■ WHAT THE EXERCISE ASKS
Rewrite the listing below with "green leaf" changed to "oak leaf" throughout and everything else left untouched, omitting the pictures.

■ DATASET RECORDS
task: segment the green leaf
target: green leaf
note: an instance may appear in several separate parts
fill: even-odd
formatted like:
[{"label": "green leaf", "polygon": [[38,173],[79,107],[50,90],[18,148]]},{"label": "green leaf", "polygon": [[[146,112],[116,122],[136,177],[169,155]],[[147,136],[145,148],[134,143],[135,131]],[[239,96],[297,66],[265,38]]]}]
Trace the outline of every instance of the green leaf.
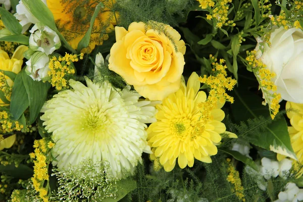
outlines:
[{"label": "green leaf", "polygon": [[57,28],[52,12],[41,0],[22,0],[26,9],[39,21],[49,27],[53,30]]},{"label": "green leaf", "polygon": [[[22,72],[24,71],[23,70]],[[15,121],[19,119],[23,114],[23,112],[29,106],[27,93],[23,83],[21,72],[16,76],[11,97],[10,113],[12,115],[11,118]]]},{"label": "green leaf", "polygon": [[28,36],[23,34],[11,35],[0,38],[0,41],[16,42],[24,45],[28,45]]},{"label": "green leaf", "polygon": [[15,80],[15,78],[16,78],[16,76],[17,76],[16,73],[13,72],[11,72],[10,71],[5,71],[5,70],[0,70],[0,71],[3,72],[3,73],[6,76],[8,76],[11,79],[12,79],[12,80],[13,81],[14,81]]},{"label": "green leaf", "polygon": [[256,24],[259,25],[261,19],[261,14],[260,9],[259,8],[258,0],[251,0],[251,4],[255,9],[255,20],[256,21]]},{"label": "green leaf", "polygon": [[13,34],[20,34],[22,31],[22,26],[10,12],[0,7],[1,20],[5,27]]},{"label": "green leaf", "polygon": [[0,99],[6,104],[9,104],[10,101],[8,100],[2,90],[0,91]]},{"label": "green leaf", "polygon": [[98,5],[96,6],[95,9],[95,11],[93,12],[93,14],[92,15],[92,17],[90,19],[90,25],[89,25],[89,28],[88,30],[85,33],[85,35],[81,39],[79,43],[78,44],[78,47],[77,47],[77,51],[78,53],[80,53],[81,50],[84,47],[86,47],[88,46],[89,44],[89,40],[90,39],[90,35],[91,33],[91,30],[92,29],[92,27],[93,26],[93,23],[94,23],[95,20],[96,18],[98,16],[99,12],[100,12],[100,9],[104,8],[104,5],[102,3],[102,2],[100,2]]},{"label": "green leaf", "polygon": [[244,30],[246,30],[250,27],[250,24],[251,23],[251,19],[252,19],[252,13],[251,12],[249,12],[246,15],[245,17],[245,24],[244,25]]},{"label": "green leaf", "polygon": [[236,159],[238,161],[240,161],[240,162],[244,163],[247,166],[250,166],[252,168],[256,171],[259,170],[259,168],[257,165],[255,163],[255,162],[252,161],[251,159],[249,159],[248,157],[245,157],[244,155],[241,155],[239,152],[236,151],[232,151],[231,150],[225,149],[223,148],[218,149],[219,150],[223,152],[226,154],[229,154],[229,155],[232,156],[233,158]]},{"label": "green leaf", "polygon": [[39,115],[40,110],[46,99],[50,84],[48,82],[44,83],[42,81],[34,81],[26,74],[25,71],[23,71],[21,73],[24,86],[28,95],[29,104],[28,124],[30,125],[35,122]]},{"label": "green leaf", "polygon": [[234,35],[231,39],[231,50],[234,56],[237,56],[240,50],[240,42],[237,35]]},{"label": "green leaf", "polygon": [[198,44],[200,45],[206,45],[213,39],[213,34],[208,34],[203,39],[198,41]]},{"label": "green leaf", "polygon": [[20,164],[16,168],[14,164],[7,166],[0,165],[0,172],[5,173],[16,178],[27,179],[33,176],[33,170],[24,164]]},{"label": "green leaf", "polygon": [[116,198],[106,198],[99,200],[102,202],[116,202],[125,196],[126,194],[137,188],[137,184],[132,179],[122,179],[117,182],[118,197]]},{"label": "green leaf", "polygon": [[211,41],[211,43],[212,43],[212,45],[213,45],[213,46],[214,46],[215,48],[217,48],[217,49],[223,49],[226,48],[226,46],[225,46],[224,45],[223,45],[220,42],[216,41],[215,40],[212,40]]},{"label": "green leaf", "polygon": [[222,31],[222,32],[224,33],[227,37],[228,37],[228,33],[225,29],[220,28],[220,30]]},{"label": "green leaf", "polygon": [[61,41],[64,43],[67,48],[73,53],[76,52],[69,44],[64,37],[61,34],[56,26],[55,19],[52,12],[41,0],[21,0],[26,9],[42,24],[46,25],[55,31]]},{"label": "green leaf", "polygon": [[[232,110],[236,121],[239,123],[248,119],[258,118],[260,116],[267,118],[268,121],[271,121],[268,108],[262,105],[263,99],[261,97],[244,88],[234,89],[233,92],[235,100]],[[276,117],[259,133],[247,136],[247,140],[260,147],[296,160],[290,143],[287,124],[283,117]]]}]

■ REPLY
task: segment the oak leaf
target: oak leaf
note: an instance may appear in several separate parts
fill: even-odd
formatted like:
[{"label": "oak leaf", "polygon": [[38,173],[79,107],[50,90],[18,148]]},{"label": "oak leaf", "polygon": [[[146,112],[116,122],[136,177],[169,155]],[[147,136],[145,148],[134,143],[135,131]],[[239,96],[297,66],[265,38]]]}]
Trace the outline of every instance of the oak leaf.
outlines:
[{"label": "oak leaf", "polygon": [[57,28],[52,12],[41,0],[22,0],[26,9],[39,21],[49,27],[53,30]]},{"label": "oak leaf", "polygon": [[[22,72],[24,71],[23,70]],[[15,121],[19,119],[23,114],[23,112],[29,106],[27,93],[23,83],[21,72],[16,76],[11,97],[10,113],[12,115],[11,118]]]},{"label": "oak leaf", "polygon": [[28,36],[23,34],[11,35],[0,38],[0,41],[16,42],[24,45],[28,45]]},{"label": "oak leaf", "polygon": [[15,80],[15,78],[16,78],[16,76],[17,76],[16,73],[13,72],[11,72],[10,71],[5,71],[5,70],[0,70],[0,71],[3,72],[3,73],[6,76],[8,76],[11,79],[12,79],[12,80],[13,81],[14,81]]},{"label": "oak leaf", "polygon": [[256,24],[259,25],[261,19],[261,14],[260,9],[259,8],[258,0],[251,0],[251,4],[255,9],[255,20],[256,21]]},{"label": "oak leaf", "polygon": [[13,34],[20,34],[22,31],[22,26],[10,12],[0,7],[1,20],[5,27]]},{"label": "oak leaf", "polygon": [[0,99],[6,104],[9,104],[10,101],[8,100],[2,90],[0,91]]},{"label": "oak leaf", "polygon": [[98,5],[96,6],[95,9],[95,11],[93,12],[93,14],[92,15],[92,17],[90,19],[90,25],[89,25],[89,28],[88,30],[85,33],[85,35],[81,39],[79,43],[78,44],[78,47],[77,47],[77,51],[78,53],[80,53],[81,50],[84,47],[86,47],[88,46],[89,44],[89,40],[90,39],[90,35],[91,33],[91,30],[92,29],[92,27],[93,26],[93,23],[94,23],[95,20],[96,18],[98,16],[99,12],[100,12],[100,9],[104,8],[104,5],[102,3],[102,2],[100,2]]},{"label": "oak leaf", "polygon": [[244,30],[246,30],[250,27],[250,24],[251,23],[251,19],[252,19],[252,13],[251,12],[249,12],[246,15],[245,17],[245,24],[244,25]]},{"label": "oak leaf", "polygon": [[236,159],[238,161],[240,161],[240,162],[244,163],[247,166],[250,166],[252,168],[256,171],[259,170],[259,168],[257,165],[255,163],[255,162],[252,161],[251,159],[249,159],[248,157],[245,157],[244,155],[241,155],[239,152],[236,151],[232,151],[231,150],[225,149],[223,148],[218,149],[219,150],[223,152],[226,154],[229,154],[229,155],[232,156],[233,158]]},{"label": "oak leaf", "polygon": [[39,115],[40,110],[46,99],[50,84],[48,82],[44,83],[42,81],[34,81],[26,74],[25,71],[23,71],[21,73],[24,86],[28,95],[29,104],[28,124],[30,125],[35,122]]},{"label": "oak leaf", "polygon": [[234,35],[231,39],[231,50],[234,56],[237,56],[240,50],[240,42],[237,35]]},{"label": "oak leaf", "polygon": [[198,44],[200,45],[206,45],[213,39],[213,34],[208,34],[203,39],[198,41]]},{"label": "oak leaf", "polygon": [[20,164],[16,168],[14,164],[7,166],[0,165],[0,172],[5,173],[16,178],[27,179],[33,176],[33,170],[24,164]]},{"label": "oak leaf", "polygon": [[116,198],[106,198],[99,200],[102,202],[116,202],[125,196],[126,194],[137,188],[137,184],[132,179],[122,179],[117,182],[118,197]]},{"label": "oak leaf", "polygon": [[211,41],[211,43],[212,43],[212,45],[213,45],[213,46],[214,46],[215,48],[217,48],[217,49],[223,49],[226,48],[226,46],[225,46],[224,45],[223,45],[220,42],[216,41],[215,40],[212,40]]},{"label": "oak leaf", "polygon": [[222,31],[222,32],[224,33],[227,37],[228,37],[228,33],[225,29],[220,28],[220,30]]},{"label": "oak leaf", "polygon": [[61,41],[64,43],[67,48],[73,53],[76,52],[69,44],[64,37],[61,34],[56,26],[55,19],[52,12],[41,0],[21,0],[26,9],[42,24],[46,25],[55,31]]},{"label": "oak leaf", "polygon": [[[232,110],[236,121],[239,123],[248,119],[258,118],[260,116],[267,118],[268,121],[271,121],[268,108],[262,105],[263,99],[261,97],[244,88],[234,89],[233,92],[235,100]],[[276,117],[259,133],[247,136],[247,140],[260,147],[296,160],[290,143],[287,124],[283,117]]]}]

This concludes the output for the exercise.